= Aim of the task =
The data follows. Retype every entry exactly.

··· Data provided ···

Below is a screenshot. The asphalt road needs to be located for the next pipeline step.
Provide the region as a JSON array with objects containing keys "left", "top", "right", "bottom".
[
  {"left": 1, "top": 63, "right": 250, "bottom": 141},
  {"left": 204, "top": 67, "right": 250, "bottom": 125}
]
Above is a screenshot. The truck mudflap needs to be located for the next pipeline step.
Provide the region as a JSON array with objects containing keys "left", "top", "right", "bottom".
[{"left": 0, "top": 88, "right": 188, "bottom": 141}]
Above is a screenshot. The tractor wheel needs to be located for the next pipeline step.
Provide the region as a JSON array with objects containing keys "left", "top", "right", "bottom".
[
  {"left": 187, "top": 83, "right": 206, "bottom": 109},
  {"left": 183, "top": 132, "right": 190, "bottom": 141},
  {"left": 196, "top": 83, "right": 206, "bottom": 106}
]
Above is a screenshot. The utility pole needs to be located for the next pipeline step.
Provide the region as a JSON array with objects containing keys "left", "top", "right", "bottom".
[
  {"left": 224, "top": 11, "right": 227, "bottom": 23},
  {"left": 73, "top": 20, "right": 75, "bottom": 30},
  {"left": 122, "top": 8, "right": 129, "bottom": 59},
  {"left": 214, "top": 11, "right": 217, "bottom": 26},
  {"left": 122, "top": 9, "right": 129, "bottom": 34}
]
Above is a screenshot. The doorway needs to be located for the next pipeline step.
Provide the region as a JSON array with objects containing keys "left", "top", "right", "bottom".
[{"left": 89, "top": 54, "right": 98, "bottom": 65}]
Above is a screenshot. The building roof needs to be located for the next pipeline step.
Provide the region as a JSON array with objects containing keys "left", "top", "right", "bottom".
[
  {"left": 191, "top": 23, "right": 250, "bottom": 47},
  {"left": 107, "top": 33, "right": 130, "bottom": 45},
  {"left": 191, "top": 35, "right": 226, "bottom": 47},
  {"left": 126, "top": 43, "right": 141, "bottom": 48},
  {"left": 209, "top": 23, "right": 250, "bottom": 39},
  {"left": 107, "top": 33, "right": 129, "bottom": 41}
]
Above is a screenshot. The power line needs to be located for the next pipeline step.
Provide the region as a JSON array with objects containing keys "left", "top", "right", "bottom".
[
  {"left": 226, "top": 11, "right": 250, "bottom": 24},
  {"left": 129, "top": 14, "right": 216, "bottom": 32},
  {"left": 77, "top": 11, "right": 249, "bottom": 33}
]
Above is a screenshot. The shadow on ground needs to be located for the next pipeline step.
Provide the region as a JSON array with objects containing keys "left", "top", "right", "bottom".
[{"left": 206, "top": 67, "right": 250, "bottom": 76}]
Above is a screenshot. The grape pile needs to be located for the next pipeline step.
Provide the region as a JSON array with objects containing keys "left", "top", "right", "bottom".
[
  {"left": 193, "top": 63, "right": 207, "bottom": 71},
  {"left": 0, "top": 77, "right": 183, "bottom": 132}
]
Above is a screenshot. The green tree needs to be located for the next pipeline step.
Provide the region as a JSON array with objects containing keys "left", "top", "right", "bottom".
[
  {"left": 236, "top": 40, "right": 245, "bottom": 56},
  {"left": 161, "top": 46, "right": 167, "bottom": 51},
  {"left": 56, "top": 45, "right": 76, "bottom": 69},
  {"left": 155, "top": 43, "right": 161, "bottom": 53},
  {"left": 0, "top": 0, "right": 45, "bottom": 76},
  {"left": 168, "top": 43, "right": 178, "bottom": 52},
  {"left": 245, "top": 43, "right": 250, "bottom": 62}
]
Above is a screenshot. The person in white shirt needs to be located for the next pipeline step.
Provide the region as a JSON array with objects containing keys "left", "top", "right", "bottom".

···

= Answer to this task =
Below is a screenshot. The asphalt road needs to be located for the next pipeline step.
Provide the region as a JSON array with objects containing keys "left", "top", "right", "bottom".
[
  {"left": 1, "top": 63, "right": 250, "bottom": 141},
  {"left": 204, "top": 67, "right": 250, "bottom": 125}
]
Above is a screenshot. The truck mudflap needs to be located for the next pipeline step.
Provide the region as a JSON array with objects containing keys "left", "top", "right", "bottom".
[{"left": 0, "top": 88, "right": 188, "bottom": 141}]
Above is a screenshot. The tractor wheel needs to be located for the next pipeline step.
Provide the region as a JSON array with objects containing keys "left", "top", "right", "bottom".
[
  {"left": 187, "top": 83, "right": 206, "bottom": 109},
  {"left": 183, "top": 132, "right": 190, "bottom": 141},
  {"left": 196, "top": 83, "right": 206, "bottom": 106}
]
Above is a screenshot. The utility pole needs to be located for the next pipeline step.
Provide the region as a JSON array with objects containing keys "left", "top", "right", "bottom".
[
  {"left": 224, "top": 11, "right": 227, "bottom": 23},
  {"left": 73, "top": 20, "right": 75, "bottom": 30},
  {"left": 122, "top": 8, "right": 129, "bottom": 59},
  {"left": 214, "top": 11, "right": 217, "bottom": 26},
  {"left": 122, "top": 9, "right": 129, "bottom": 34}
]
Above is a screenshot. The doorway needs to be located for the next pipeline step.
Provide the region as a JSON array with objects containing keys "left", "top", "right", "bottom".
[{"left": 89, "top": 54, "right": 98, "bottom": 65}]
Above is a screenshot. The building roof needs to be located for the next pipeline step.
Provide the region as a JSON array with objects containing keys "left", "top", "right", "bottom".
[
  {"left": 191, "top": 23, "right": 250, "bottom": 47},
  {"left": 107, "top": 33, "right": 130, "bottom": 45},
  {"left": 191, "top": 35, "right": 226, "bottom": 47},
  {"left": 126, "top": 43, "right": 141, "bottom": 48},
  {"left": 209, "top": 23, "right": 250, "bottom": 39},
  {"left": 107, "top": 33, "right": 129, "bottom": 41}
]
Above is a screenshot. The power line needs to be located for the next pipeline step.
Provide the region as a JSON array with objects containing keys "left", "top", "right", "bottom".
[
  {"left": 226, "top": 11, "right": 250, "bottom": 24},
  {"left": 129, "top": 14, "right": 216, "bottom": 32},
  {"left": 77, "top": 11, "right": 249, "bottom": 33}
]
Above is a screenshot. The shadow on ground needs to be located for the next pipeline step.
Provide the region as a JSON array with objects containing keys "left", "top", "right", "bottom".
[{"left": 206, "top": 67, "right": 250, "bottom": 76}]
Above is a screenshot. The grape pile needs to be located for the next pipeline step.
Provide the region as a JSON array with objects containing keys "left", "top", "right", "bottom".
[
  {"left": 193, "top": 63, "right": 207, "bottom": 71},
  {"left": 0, "top": 77, "right": 183, "bottom": 132}
]
Above is a screenshot. The green tree needs to be located for the next pipeline step.
Provide the region as a JSON array with objects containing keys "left", "top", "right", "bottom".
[
  {"left": 236, "top": 40, "right": 245, "bottom": 56},
  {"left": 161, "top": 46, "right": 167, "bottom": 51},
  {"left": 56, "top": 45, "right": 76, "bottom": 69},
  {"left": 155, "top": 43, "right": 161, "bottom": 53},
  {"left": 0, "top": 0, "right": 45, "bottom": 76},
  {"left": 168, "top": 43, "right": 178, "bottom": 52},
  {"left": 245, "top": 43, "right": 250, "bottom": 62}
]
Above is a screenshot. The person in white shirt needs to be located for the next pipeline step.
Provide the region as a JSON array with objects containing keys "left", "top", "right", "bottom".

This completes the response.